The response should consist of the records that follow, repeated exactly.

[PROVIDED RECORDS]

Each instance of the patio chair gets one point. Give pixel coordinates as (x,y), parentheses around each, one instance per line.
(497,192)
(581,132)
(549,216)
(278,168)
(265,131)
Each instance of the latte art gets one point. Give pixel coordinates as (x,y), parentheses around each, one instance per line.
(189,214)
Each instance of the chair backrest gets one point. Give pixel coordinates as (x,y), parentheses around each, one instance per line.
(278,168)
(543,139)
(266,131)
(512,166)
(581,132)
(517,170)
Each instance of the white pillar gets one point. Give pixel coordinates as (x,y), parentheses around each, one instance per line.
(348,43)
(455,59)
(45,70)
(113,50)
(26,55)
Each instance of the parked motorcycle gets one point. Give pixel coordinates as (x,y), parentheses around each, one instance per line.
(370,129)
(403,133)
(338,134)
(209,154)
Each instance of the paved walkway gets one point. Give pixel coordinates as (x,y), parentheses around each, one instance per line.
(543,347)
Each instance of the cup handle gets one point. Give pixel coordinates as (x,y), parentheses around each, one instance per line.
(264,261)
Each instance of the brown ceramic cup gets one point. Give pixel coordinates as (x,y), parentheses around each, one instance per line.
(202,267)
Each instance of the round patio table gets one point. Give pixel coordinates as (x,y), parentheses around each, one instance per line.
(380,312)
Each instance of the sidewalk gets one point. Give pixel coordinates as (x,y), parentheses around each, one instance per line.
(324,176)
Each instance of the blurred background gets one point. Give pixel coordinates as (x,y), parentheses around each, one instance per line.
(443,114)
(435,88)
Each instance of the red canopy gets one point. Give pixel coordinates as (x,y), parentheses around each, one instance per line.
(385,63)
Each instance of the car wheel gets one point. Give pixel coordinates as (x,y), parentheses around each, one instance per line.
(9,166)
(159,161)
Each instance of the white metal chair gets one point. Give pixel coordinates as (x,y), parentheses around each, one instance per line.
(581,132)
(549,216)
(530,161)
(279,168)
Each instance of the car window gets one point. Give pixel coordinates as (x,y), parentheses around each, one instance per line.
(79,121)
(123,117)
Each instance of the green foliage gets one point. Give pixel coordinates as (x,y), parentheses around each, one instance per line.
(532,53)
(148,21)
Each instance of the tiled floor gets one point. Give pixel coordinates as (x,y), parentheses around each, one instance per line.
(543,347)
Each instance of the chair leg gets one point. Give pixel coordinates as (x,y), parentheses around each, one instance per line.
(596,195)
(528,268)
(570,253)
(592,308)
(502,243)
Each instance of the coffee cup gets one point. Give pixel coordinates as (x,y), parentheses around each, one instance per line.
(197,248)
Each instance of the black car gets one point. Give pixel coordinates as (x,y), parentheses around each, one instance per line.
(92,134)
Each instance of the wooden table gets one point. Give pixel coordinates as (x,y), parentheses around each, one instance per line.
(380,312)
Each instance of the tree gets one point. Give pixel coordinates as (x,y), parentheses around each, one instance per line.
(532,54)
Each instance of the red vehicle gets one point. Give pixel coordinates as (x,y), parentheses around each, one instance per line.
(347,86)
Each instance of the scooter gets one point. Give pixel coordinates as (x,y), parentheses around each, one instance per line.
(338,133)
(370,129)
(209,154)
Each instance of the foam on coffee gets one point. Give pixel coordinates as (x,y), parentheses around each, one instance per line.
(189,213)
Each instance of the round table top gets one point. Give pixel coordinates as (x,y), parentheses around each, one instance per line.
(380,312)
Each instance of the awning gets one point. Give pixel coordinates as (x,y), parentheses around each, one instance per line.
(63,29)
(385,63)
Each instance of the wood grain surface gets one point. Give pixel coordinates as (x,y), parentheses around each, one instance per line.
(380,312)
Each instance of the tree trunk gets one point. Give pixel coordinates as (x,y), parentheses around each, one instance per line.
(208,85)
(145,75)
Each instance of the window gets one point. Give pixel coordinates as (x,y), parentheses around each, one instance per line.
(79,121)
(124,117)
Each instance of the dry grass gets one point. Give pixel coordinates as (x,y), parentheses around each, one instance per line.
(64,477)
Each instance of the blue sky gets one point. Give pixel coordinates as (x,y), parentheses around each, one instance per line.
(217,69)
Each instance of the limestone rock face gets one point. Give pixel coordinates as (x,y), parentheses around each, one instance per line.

[/PROVIDED RECORDS]

# ANSWER SPACE
Each instance of the patio chair gets one point. Give pixel coordinates as (x,y), parentheses around each, one instance per line.
(497,192)
(581,132)
(549,216)
(278,168)
(265,131)
Each instance of the latte art gets one point. Give pixel coordinates as (x,y), parentheses around each, one instance per line.
(189,214)
Each instance of the chair backrest gets one point. Give pixel coordinates as (x,y), parentheses around each, one instance per line.
(278,168)
(543,139)
(266,131)
(512,166)
(581,132)
(517,170)
Each instance of the white pillar gets one point. Give pixel coordinates as (x,y), parentheses around each, one instance per line.
(348,43)
(455,59)
(45,70)
(113,50)
(26,55)
Each instance of the parked motorcycle gets one point. Give pixel coordinates as (x,y), parentheses around each, one instance per line.
(370,129)
(403,133)
(338,134)
(209,154)
Each instance of the paved walkway gets one point. Give pixel coordinates as (x,y), parentheses around each, one instance per line.
(543,347)
Each instance of the cup handle gets one point. Give pixel coordinates as (x,y), parentheses around each, one instance per line.
(264,261)
Each instance of the brown ceramic cup gets one point. Give pixel coordinates as (x,y), parentheses around each, one instance per line.
(202,267)
Each instance of the round patio table gets one point. Give pixel coordinates as (x,y), parentheses around each, one instance per line.
(380,312)
Each instance of the sidewalk gets one point. Give pixel coordinates as (x,y), parentheses around each, one instance per line.
(324,176)
Each instance of the blurred background gets one point. Give pixel coordinates as (x,y), parentheses around each, one instance per line.
(443,114)
(435,88)
Each instance of the red canopy gets one point. Give pixel coordinates as (x,y), parentheses around each, one instance per line.
(385,63)
Each instance of the car wheel gets one point. Give pixel coordinates as (x,y), parentheses around each, one instance per line.
(9,166)
(159,161)
Each instance of the white metal chair gets one point. Give pixel coordinates as (x,y), parentheses around each, one instance per line.
(581,132)
(549,216)
(530,161)
(279,168)
Each instance of the car window gets one point. Give pixel coordinates as (x,y), parentheses around each, one instance per line.
(79,121)
(123,117)
Each instance of the green foliage gets one point. Give pixel coordinates as (x,y), parentheses around each, one instance per line.
(532,53)
(148,21)
Each instance of the tiled floor gets one point. Give pixel coordinates as (x,y), parentheses around each, one instance per line.
(543,347)
Each instance of the chair leg gets one point. Give pixel coordinates as (x,y), parentheses around each, one instance per line.
(596,195)
(528,268)
(570,253)
(592,308)
(502,243)
Each instance of the coffee cup gets one point. Give pixel coordinates as (x,y), parentheses around each, one instance per line.
(197,248)
Each instance of the black car gets one point. Give pixel coordinates as (x,y), parentheses around each, one instance per line.
(92,134)
Each instance of the wooden table gets one point. Give pixel coordinates as (x,y), parentheses around each, one instance per line.
(380,312)
Each instance of the tree gets one point. Give pixel coordinates as (x,y), parentheses around each, one instance per line.
(532,54)
Each instance of the red vehicle gets one point. Give pixel coordinates as (x,y), parentheses around each, one instance per line.
(347,86)
Each instance of the scooter gets one point. Give pixel coordinates as (x,y), parentheses around each, one instance per line.
(338,133)
(370,129)
(209,154)
Each instance of the foam on coffee gets one point. Give pixel coordinates as (x,y), parentheses around each, one instance per line.
(189,213)
Each instance of the round table top gets one point. Give pixel coordinates as (x,y), parentheses around each, one instance per line.
(380,312)
Each instance of the awning gets one point. Give pixel coordinates as (x,y), parentheses around each, one instance per line.
(63,29)
(385,63)
Each instance of the wood grain surface gets one point. Give pixel coordinates as (x,y), parentheses around each, one instance per line.
(380,312)
Each instance of the tree trunk gets one point. Give pixel coordinates as (x,y), parentheses around each, one instance per line.
(208,85)
(145,75)
Each instance of the window gets one point. Give pixel coordinates as (x,y), parentheses around each, one instance per line.
(79,121)
(124,117)
Each instance of the dry grass gets one point. Give pixel coordinates as (x,y), parentheses around each, one instance per line.
(64,477)
Each instance of the blue sky gets one point. Give pixel coordinates as (x,y), parentheses around each, one instance per line.
(217,69)
Each instance of the limestone rock face gets one point. Give pixel coordinates as (x,y), parentheses around each, one instance per line.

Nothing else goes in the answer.